- _GIVEN PROBLEM 1_:
Quote the following play review word for word, in full.

- _EXTRACTED TEXT_:
— START —
Stephen Hoffman (Tom Zohar), a member of the streamlined, hurry-up younger generation, expects to work with a noted pianist, but finds he’s been passed off to decidedly Old School Professor Mashkan (Robert Grossman), whose specialty is vocal training.
Mashkan, noting his student’s pinched and unhappy look, asks why he wears a tie: “It’s strangling you.”
“It reminds me I’m alive,” says Stephen.
Mashkan will spend the next few months teaching this impatient young man that passion comes of the combination of joy and sadness that infuses not only art but all of life. The vehicle will be Robert Schumann’s poetic love song cycle Dichterliebe, set to the poems of Heinrich Heine. Despite his protests, Stephen will learn to put emotion into his voice before he gets to touch the prof’s “very grand Grand piano.”
Schumann’s lovely and poignant song cycle, the third character in this riveting play, was one of Marans’ student projects in Vienna, and lends itself very well to sentimental education in the best sense of the term.
Stephen, who admits that what he does best is imitation, demonstrates that with wonderful, whimsical impressions of Alfred Brendel, Vladimir Horowitz and Glenn Gould. But when it comes to his own playing, Stephen’s previous no-nonsense approach to a piano has been of the pound-it-into-submission variety; here he will learn that “she must be flirted with, not pounced on” and that playing a piano should be considered a form of seduction.
— END —
- _EXERCISE DATA_:
— START —
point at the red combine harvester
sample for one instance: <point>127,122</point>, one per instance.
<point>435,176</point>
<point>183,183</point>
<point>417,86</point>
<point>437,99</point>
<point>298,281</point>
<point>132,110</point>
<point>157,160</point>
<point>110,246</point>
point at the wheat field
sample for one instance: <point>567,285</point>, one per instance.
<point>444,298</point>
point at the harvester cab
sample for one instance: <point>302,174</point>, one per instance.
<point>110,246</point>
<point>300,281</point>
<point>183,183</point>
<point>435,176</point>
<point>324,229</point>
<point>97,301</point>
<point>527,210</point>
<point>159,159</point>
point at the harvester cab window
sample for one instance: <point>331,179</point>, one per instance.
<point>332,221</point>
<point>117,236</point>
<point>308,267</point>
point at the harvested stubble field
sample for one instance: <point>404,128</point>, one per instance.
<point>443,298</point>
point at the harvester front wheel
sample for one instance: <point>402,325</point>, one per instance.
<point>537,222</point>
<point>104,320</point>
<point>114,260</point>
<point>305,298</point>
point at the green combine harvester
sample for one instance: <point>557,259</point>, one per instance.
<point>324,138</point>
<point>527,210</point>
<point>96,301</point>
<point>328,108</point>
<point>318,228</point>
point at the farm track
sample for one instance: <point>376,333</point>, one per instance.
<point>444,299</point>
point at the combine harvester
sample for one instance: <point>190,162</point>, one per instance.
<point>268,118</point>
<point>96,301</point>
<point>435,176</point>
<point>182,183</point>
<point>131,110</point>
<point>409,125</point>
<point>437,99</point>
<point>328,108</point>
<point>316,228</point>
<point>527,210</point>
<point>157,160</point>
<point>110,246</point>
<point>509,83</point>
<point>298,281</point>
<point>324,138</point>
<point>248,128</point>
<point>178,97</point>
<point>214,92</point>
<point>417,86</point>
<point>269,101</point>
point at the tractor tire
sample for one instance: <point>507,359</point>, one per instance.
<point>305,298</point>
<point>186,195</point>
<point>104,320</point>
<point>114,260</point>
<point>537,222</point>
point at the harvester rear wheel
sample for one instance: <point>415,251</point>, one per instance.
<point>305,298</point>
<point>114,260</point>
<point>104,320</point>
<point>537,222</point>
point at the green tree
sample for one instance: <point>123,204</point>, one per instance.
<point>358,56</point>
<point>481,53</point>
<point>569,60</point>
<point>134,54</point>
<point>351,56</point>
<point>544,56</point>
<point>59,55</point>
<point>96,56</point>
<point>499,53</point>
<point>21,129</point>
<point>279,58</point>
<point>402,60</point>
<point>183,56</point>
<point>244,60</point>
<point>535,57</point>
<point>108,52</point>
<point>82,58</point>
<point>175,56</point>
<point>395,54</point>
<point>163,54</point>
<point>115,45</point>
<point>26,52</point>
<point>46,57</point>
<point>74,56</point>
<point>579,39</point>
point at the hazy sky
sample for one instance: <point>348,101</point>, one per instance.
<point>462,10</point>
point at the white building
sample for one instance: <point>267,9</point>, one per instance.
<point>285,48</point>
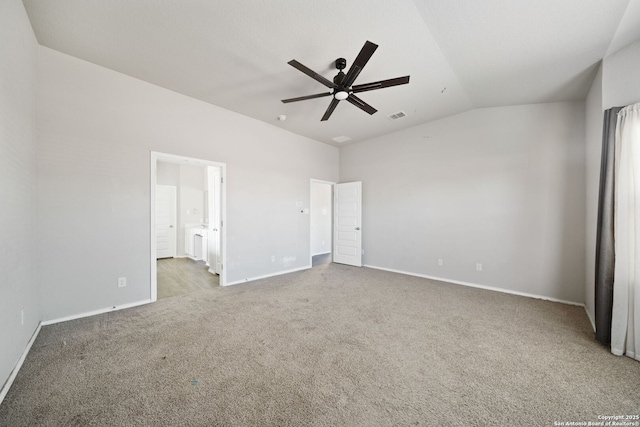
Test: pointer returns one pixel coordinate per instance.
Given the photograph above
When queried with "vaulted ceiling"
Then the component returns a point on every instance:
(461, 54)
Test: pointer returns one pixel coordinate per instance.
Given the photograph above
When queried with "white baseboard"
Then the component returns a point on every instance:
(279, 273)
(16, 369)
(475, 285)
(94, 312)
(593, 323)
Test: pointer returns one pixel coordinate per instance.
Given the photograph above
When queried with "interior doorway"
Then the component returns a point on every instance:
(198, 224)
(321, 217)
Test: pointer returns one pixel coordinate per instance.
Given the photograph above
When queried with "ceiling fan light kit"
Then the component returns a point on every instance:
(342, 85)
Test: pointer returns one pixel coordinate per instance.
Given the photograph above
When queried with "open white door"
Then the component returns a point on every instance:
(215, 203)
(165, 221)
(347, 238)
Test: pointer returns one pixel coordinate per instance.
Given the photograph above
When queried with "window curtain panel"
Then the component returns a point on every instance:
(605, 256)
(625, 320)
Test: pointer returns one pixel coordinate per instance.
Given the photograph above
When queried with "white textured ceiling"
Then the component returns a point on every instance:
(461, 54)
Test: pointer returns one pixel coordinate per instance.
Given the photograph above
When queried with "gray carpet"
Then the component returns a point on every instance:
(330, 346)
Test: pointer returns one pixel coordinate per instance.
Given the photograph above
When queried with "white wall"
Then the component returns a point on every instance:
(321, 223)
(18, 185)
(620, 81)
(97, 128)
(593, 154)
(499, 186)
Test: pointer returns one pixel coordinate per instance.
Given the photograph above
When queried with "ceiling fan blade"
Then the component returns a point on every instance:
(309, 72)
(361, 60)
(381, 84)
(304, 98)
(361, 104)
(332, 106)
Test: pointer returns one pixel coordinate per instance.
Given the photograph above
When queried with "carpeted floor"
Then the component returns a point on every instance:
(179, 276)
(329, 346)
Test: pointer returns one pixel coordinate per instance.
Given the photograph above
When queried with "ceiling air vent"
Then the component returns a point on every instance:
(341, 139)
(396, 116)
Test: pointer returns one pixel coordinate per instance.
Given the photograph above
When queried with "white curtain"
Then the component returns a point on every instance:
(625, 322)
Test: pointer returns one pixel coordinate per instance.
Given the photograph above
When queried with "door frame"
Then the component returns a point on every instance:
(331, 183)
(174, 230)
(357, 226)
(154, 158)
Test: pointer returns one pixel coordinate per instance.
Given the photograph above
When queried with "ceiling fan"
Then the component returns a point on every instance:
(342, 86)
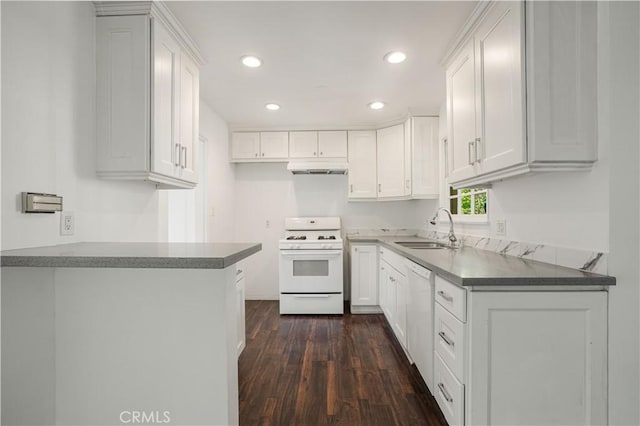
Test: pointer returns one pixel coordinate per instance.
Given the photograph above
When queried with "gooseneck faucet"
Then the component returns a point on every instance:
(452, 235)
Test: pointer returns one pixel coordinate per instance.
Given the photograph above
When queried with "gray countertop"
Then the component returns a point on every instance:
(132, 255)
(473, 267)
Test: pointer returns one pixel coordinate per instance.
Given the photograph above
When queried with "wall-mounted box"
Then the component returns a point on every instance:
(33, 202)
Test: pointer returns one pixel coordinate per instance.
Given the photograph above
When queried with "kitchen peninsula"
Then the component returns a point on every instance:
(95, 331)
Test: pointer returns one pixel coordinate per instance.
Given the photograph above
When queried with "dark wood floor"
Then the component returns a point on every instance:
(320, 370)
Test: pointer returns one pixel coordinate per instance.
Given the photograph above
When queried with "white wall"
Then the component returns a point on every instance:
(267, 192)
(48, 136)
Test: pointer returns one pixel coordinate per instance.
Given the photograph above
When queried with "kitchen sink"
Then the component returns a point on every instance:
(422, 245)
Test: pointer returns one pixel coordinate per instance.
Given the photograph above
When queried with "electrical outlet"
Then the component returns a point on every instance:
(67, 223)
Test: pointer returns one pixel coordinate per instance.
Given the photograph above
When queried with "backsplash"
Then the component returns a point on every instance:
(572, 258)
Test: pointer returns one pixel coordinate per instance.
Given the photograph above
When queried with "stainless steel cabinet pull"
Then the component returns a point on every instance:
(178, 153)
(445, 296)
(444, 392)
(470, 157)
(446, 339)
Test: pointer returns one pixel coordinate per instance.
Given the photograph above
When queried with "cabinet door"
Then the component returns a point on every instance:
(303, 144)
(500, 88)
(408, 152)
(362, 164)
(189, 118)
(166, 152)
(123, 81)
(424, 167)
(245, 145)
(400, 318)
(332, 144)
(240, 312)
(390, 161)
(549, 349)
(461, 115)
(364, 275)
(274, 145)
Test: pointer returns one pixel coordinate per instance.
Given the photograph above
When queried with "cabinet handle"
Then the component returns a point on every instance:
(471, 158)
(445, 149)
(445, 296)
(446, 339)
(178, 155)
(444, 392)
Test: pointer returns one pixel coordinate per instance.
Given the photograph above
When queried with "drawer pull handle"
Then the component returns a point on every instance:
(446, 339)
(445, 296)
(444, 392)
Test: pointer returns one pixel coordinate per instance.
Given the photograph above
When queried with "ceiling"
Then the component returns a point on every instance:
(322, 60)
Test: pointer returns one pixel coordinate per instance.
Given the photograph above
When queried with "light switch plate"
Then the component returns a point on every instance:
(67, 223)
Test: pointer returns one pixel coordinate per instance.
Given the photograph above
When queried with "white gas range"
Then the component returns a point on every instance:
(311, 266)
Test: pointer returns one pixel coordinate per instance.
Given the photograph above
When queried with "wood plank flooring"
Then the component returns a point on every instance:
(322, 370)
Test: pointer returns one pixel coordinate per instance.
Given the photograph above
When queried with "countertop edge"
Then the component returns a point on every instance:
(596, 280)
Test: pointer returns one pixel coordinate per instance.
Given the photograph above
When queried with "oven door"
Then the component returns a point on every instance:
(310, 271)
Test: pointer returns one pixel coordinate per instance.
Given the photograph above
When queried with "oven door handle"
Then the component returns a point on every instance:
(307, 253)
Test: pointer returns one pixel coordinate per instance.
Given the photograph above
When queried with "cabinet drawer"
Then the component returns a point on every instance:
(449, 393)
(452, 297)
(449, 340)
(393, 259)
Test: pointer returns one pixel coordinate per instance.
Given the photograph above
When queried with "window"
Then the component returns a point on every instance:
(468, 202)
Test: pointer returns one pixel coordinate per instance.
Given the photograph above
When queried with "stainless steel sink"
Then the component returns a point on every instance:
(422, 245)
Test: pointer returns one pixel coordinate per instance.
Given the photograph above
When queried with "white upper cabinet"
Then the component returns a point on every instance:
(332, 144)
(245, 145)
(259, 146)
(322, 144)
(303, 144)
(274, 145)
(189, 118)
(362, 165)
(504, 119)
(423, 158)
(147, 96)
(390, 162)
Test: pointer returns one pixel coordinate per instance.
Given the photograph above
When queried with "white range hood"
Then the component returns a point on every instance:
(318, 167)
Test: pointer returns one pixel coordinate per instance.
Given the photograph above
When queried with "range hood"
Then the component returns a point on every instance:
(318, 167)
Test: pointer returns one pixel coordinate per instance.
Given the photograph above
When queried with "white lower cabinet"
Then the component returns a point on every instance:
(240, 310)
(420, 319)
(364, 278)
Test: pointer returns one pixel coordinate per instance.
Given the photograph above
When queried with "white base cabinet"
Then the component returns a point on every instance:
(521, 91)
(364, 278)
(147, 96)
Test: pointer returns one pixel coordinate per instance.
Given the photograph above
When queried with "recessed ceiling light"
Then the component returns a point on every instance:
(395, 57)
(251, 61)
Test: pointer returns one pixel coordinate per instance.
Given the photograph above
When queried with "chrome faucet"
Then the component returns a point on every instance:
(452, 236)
— END —
- _GIVEN PROBLEM 2_:
Print the entries verbatim, starting at the first line of the entries and ending at the line that contains "<point>444,298</point>", including both of those lines.

- _TASK OUTPUT 1_:
Stephen Hoffman (Tom Zohar), a member of the streamlined, hurry-up younger generation, expects to work with a noted pianist, but finds he’s been passed off to decidedly Old School Professor Mashkan (Robert Grossman), whose specialty is vocal training.
Mashkan, noting his student’s pinched and unhappy look, asks why he wears a tie: “It’s strangling you.”
“It reminds me I’m alive,” says Stephen.
Mashkan will spend the next few months teaching this impatient young man that passion comes of the combination of joy and sadness that infuses not only art but all of life. The vehicle will be Robert Schumann’s poetic love song cycle Dichterliebe, set to the poems of Heinrich Heine. Despite his protests, Stephen will learn to put emotion into his voice before he gets to touch the prof’s “very grand Grand piano.”
Schumann’s lovely and poignant song cycle, the third character in this riveting play, was one of Marans’ student projects in Vienna, and lends itself very well to sentimental education in the best sense of the term.
Stephen, who admits that what he does best is imitation, demonstrates that with wonderful, whimsical impressions of Alfred Brendel, Vladimir Horowitz and Glenn Gould. But when it comes to his own playing, Stephen’s previous no-nonsense approach to a piano has been of the pound-it-into-submission variety; here he will learn that “she must be flirted with, not pounced on” and that playing a piano should be considered a form of seduction.

- _TASK OUTPUT 2_:
point at the red combine harvester
sample for one instance: <point>127,122</point>, one per instance.
<point>435,176</point>
<point>183,183</point>
<point>417,86</point>
<point>437,99</point>
<point>298,281</point>
<point>132,110</point>
<point>157,160</point>
<point>110,246</point>
point at the wheat field
sample for one instance: <point>567,285</point>, one per instance.
<point>444,298</point>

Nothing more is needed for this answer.